* [Exercise data]:
Content starts
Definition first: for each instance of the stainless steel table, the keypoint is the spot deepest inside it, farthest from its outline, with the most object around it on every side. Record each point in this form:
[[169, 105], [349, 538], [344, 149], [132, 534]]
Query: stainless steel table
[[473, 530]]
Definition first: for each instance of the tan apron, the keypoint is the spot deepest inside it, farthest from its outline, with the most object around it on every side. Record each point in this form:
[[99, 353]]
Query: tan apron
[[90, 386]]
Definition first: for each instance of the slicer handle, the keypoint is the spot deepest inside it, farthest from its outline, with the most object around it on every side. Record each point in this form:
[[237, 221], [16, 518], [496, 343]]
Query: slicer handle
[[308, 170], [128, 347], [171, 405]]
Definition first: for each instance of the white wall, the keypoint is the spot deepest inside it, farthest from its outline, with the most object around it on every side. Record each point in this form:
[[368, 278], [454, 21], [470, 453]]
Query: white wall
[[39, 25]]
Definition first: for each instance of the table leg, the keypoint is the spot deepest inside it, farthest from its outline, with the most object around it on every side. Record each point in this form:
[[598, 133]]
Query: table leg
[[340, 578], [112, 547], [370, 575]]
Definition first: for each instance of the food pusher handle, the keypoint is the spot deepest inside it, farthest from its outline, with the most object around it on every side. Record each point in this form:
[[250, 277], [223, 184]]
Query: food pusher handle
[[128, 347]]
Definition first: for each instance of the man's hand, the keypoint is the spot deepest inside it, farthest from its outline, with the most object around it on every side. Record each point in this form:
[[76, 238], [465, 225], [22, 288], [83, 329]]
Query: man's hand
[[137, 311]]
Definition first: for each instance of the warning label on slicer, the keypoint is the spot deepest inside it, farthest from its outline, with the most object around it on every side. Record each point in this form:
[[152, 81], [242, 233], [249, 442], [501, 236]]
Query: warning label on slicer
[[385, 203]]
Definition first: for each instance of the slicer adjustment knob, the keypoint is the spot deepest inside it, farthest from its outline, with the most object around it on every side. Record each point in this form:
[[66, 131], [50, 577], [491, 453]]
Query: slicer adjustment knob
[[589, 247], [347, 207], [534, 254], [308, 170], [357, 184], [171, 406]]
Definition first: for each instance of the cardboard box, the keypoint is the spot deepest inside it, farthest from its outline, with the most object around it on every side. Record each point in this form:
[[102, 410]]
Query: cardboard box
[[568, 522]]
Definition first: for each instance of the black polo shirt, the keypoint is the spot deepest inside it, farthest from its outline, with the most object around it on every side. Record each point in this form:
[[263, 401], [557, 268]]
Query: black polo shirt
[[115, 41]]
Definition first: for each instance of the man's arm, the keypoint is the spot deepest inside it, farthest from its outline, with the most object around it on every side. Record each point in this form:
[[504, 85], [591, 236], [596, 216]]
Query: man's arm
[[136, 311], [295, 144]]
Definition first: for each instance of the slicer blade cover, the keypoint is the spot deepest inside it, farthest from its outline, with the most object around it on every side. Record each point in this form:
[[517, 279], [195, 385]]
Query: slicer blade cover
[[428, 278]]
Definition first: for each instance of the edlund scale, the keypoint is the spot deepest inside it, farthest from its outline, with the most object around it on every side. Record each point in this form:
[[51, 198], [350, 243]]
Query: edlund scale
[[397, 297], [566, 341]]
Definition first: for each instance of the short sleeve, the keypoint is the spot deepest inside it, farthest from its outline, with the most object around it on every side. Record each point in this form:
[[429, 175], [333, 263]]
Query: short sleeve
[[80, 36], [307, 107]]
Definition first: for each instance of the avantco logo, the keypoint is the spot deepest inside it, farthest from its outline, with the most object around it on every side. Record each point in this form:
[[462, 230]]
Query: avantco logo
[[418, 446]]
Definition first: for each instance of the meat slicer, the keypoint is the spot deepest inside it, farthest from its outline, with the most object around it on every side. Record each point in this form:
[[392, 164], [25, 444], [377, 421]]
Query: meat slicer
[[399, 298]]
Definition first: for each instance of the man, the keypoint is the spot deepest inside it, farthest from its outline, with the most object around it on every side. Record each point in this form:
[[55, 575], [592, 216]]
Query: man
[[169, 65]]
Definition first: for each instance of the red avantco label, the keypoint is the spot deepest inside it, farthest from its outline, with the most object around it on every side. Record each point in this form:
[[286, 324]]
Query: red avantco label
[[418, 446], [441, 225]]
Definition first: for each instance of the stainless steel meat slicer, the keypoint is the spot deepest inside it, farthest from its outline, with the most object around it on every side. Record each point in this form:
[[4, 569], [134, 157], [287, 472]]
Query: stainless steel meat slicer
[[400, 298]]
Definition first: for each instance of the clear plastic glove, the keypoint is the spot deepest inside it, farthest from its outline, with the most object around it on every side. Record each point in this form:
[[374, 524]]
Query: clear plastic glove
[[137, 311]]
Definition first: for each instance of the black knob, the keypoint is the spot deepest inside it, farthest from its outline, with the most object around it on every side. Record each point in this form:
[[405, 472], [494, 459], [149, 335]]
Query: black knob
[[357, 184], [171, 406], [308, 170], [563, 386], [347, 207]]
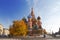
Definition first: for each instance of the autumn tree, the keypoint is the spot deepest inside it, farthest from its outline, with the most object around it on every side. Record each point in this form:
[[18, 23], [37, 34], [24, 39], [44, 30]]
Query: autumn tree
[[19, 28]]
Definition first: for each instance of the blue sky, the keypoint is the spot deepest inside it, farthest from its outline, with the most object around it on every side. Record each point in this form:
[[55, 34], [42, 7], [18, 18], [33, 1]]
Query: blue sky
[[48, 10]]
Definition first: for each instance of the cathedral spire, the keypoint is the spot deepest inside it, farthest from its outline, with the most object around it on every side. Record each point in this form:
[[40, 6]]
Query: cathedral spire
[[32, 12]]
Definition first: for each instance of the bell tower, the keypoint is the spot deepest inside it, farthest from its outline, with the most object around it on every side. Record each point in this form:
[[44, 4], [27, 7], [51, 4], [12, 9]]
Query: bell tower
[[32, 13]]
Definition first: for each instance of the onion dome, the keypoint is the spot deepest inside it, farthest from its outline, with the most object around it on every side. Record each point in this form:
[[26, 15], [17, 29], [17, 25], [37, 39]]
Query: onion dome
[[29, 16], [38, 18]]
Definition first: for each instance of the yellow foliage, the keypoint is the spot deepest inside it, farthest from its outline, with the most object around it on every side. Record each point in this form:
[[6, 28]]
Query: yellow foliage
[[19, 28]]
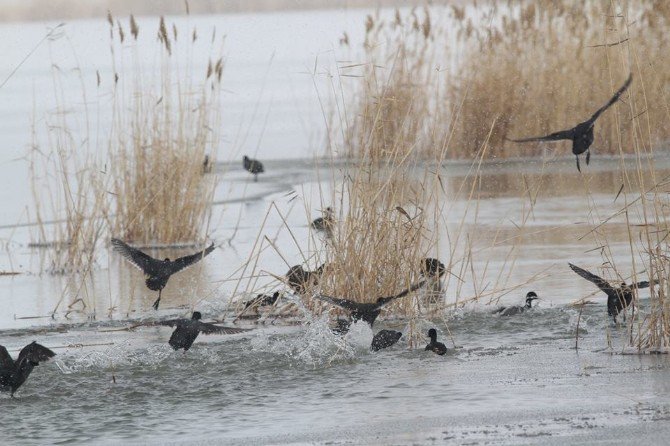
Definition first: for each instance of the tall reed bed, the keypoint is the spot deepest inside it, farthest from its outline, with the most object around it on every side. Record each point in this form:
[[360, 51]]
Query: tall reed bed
Content ends
* [Work task]: Return the entries unchanged, save for the pictures, which do not belong in the copy.

* [Result below]:
Definition first: for each instance of the stainless steel table, the keypoint is the spot deepest inside it, farthest from its outline, with the most object around it on every side. Record each point in this form:
[[169, 105], [349, 538], [344, 149], [132, 534]]
Query: stainless steel table
[[473, 530]]
Definition first: for each instance of the tan apron, the keypoint is the spot deepest inside it, farthest from its outline, with the most object around it on every side. Record each point in this form:
[[99, 353]]
Query: tan apron
[[90, 386]]
Definition first: for each instance of the slicer handle, the keypoint is the spot deepest inside it, farthest from its outline, with the most object around it on every side. Record each point in this form:
[[237, 221], [16, 518], [496, 343]]
Query: slicer handle
[[308, 170], [128, 347], [171, 405]]
Definition first: for each instance of the white wall, the keypoint is the spot deepest inside it, farthest from its outline, with the most object around it on every side. Record each point in this form:
[[368, 278], [454, 21], [470, 453]]
Query: white wall
[[39, 25]]
Definition first: for each instance of the table leg, the keypoint is the spot deepest inside it, farthest from its outline, with the most object around it on every side. Record each point in this form:
[[598, 133]]
Query: table leg
[[340, 578], [112, 547], [370, 575]]
Definition first: for each instance of the food pusher handle, the keypoint is the spot deepest inside it, farthest from its outline, with the most object around it on every side. Record each point in this form:
[[250, 277], [223, 184]]
Query: food pusher handle
[[128, 347]]
Definition first: for each instance of the man's hand, the keypoint is the spot deepest inside it, farthest from its outline, with the most object around it on every side. Record each point in this form:
[[76, 238], [465, 225], [22, 288], [83, 329]]
Query: man's hand
[[137, 311]]
Definition first: for each instance of the warning label on slicer, the keypoint is the spot deepest inside it, farthest from its outline, with the most object around it on every side. Record each point in this form:
[[152, 81], [242, 233], [249, 442], [501, 236]]
Query: warning label on slicer
[[385, 203]]
Definition first: for each instance of the slicer adjustment knob, the keypoint is the spot deepest inside it, farthest from its outline, with the most object around it on every side. Record each point in this form:
[[66, 131], [50, 577], [491, 453]]
Query: slicer adjustment knob
[[589, 247], [347, 207], [534, 254], [308, 170], [357, 184], [171, 406]]
Definition first: for each instance of the cardboard box, the keypoint is the spot deepest inside it, farthest from its outline, with the most object around it on every side. Record each point in this form:
[[102, 410]]
Query: cardboard box
[[568, 522]]
Definition first: for each instance of the black polo shirt, the keypoint is the spot deepest inside it, farthest from its outline, with the most object around it on every side. Record each point in this form:
[[263, 401], [557, 268]]
Query: black polo shirt
[[115, 41]]
Definition first: for each instance of the man's arm, the keypoint is the spot deepest inside it, farthest from its outline, with the most object around it on every side. Record each point in this form:
[[504, 85], [591, 236], [596, 216]]
Query: man's arm
[[136, 311], [295, 144]]
Definition first: for each instance of the slicer blade cover, the keypoint is the spot deepest inside it, farthest from its outline, with the most object around it on every side. Record each point in this form:
[[517, 279], [195, 385]]
Query: slicer blade cover
[[428, 278]]
Definition first: for each instance of the edlund scale, the keypoint is the spot deepest inside it, farthest from its outline, with the most object around it on every side. Record each point in this form:
[[51, 198], [350, 243]]
Query: edlund scale
[[397, 297], [566, 341]]
Definition first: for each instance of the short sleeve, the keypoint is the spot deepest inside it, farthest from its outline, with the most object around it on every side. Record each point in this form:
[[429, 175], [333, 263]]
Query: short sleeve
[[80, 36], [307, 107]]
Definition first: for each instance of the avantco logo, the keypoint is the spot deepest inside it, farthest from its outline, with the most object around it on every side. Record each point in this form:
[[462, 230]]
Query: avantco logo
[[418, 446]]
Definition first: for each instance of the meat slicer, the keypoint is the spot deepest inside it, farthest from its outline, with the most object around it on every side. Record each point in this form:
[[392, 164], [25, 444], [377, 421]]
Query: meat slicer
[[399, 298]]
Definition first: for each instance of the man, the keypoint is the spot deepest inside it, farthest from its outline, with the most object around it on every side. Record each point in this form:
[[55, 575], [592, 216]]
Query: man
[[169, 65]]
Definition first: for each instance of the red avantco label, the keypoint is the spot deepest inside it, farthest from its outline, with the most object around it on every side. Record each point in this form:
[[286, 324]]
Query: red avantco label
[[418, 446], [441, 225]]
Definition first: for each instance of the stainless steel meat slicer, the keypoint is the spot deepest inside it, farthest from its outline, with the most object around it on every side. Record each point in this form:
[[4, 569], [134, 157], [287, 472]]
Query: stainless steel meat slicer
[[400, 298]]
Definition first: for each instance of the clear plastic glove, the keypoint is the spot deepest inside it, farthest from its outline, with the most object around it on every side. Record each point in this form:
[[374, 524]]
Query: clear plastic glove
[[137, 311]]
Definition first: for each instance of the black knob, the keypoint is the spot deepest inside it, farthest from its outline, with the most object around it on every side. Record each point in this form:
[[405, 472], [494, 459], [149, 335]]
Query: black knob
[[357, 184], [171, 406], [308, 170], [563, 386], [347, 207]]
Definition first: for each instance of the autumn tree, the keypoint is the spot deepest inside it, farthest from its outline, with the most object around it on every side. Record each point in this form:
[[18, 23], [37, 34], [24, 39], [44, 30]]
Query: autumn tree
[[19, 28]]
Definition first: for each instance of the blue sky, the keypoint is the spot deepest inside it, farthest from its outline, with the most object around it on every side. Record each point in this form:
[[55, 34], [42, 7], [18, 18], [33, 1]]
Query: blue sky
[[48, 10]]
Definition first: for each instance of the cathedral spire, the keypoint is the spot deepest inside it, farthest from its outline, with the most object around it on every side. Record each point in this form:
[[40, 6]]
Query: cathedral spire
[[32, 12]]
Definition first: for each instance of the bell tower, the keypoint is the spot deepest inside it, farthest from its outline, with the most object around it on every side. Record each point in this form:
[[44, 4], [27, 7], [51, 4], [12, 9]]
Query: bell tower
[[32, 13]]
Definition first: for each instance of the onion dome, the keypoint is the spot deepest inside it, farthest from its outline, with the most object around it on every side. Record each point in this form:
[[26, 15], [17, 29], [17, 25], [37, 39]]
Query: onion dome
[[29, 16], [38, 18]]
Definition first: for each instance of the yellow foliage, the keypoint is the spot deepest inside it, farthest from its outline, with the most object around it on every side. Record each point in this form:
[[6, 28]]
Query: yellow foliage
[[19, 28]]
Definition first: for each instance of the tall reed bed, the keypoint is the spot deepest inside it, farthest from its outline, with the most object around it on every side. Record each point in this form:
[[360, 51]]
Query: tall reed bed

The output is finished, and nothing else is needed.